PROBLEM REQUIREMENTS: Reproduce all of the records below word for word, leaving every line unchanged.

SUPPLIED INFORMATION:
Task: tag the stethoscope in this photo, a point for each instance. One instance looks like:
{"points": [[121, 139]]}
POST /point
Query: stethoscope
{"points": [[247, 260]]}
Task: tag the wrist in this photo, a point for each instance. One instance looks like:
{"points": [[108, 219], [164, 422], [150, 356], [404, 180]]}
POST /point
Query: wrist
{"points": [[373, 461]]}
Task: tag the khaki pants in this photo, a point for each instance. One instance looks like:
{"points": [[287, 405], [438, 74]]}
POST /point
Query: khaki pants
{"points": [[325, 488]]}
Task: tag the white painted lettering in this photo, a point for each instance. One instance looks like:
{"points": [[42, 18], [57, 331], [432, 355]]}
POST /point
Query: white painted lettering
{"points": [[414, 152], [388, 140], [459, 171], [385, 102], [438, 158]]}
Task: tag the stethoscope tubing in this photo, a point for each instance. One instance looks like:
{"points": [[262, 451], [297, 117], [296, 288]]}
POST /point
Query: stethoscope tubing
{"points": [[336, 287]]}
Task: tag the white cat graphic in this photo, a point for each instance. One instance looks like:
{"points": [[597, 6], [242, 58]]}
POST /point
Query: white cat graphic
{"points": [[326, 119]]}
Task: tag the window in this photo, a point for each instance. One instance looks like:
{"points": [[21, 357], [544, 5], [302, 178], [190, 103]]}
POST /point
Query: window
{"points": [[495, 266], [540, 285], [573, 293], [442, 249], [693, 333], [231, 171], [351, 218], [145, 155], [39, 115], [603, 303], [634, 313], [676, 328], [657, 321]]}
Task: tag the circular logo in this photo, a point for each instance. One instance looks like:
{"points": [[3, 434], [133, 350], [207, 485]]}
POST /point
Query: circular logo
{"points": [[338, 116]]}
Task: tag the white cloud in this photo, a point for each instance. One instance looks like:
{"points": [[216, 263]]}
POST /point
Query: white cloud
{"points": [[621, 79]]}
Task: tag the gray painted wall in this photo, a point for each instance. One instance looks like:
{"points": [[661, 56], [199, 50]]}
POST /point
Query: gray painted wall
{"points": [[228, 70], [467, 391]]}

THE ANSWER:
Task: tag the stethoscope in this photo, a point for each instance. One instance looks like:
{"points": [[121, 139]]}
POST /point
Query: stethoscope
{"points": [[247, 260]]}
Task: tag the wrist in this photo, a point for each instance. One instance looks like:
{"points": [[108, 219], [164, 422], [150, 356], [404, 180]]}
POST /point
Query: wrist
{"points": [[373, 461]]}
Task: tag the khaki pants in this photo, a point for each instance. One instance looks like:
{"points": [[287, 405], [438, 74]]}
POST /point
Query: khaki pants
{"points": [[325, 488]]}
Task: tag the white painted lettering in this photo, a point for each instance. One instance looks like:
{"points": [[42, 18], [57, 331], [432, 355]]}
POST /point
Query: white painted lettering
{"points": [[414, 152], [388, 140], [459, 171], [385, 102], [438, 158]]}
Task: tag the stethoscope tubing in this photo, a point for each instance. One instance looks like:
{"points": [[262, 451], [297, 117], [296, 288]]}
POST /point
Query: stethoscope tubing
{"points": [[336, 287]]}
Task: tag the white cat graphic in this photo, a point for each instance. One instance looks like:
{"points": [[597, 6], [242, 58]]}
POST /point
Query: white cat graphic
{"points": [[326, 119]]}
Task: tag the window in this photo, a point for each instance. One instance looks like:
{"points": [[21, 357], [544, 5], [302, 178], [190, 103]]}
POST /point
Query: window
{"points": [[495, 266], [540, 285], [573, 293], [442, 249], [693, 333], [231, 171], [351, 218], [145, 155], [39, 115], [603, 303], [634, 313], [676, 328], [657, 321]]}
Task: tag the circular logo in this photo, a point for each instance. One instance looks like:
{"points": [[3, 434], [133, 350], [207, 485]]}
POST /point
Query: circular logo
{"points": [[338, 116]]}
Task: tag the white cloud in this photo, a point for each instance. One instance looks like:
{"points": [[216, 263]]}
POST /point
Query: white cloud
{"points": [[621, 79]]}
Task: tag the gray painted wall in this photo, a point for each instance. One instance looks like:
{"points": [[661, 56], [199, 50]]}
POST /point
Query: gray painted wall
{"points": [[228, 70], [467, 391]]}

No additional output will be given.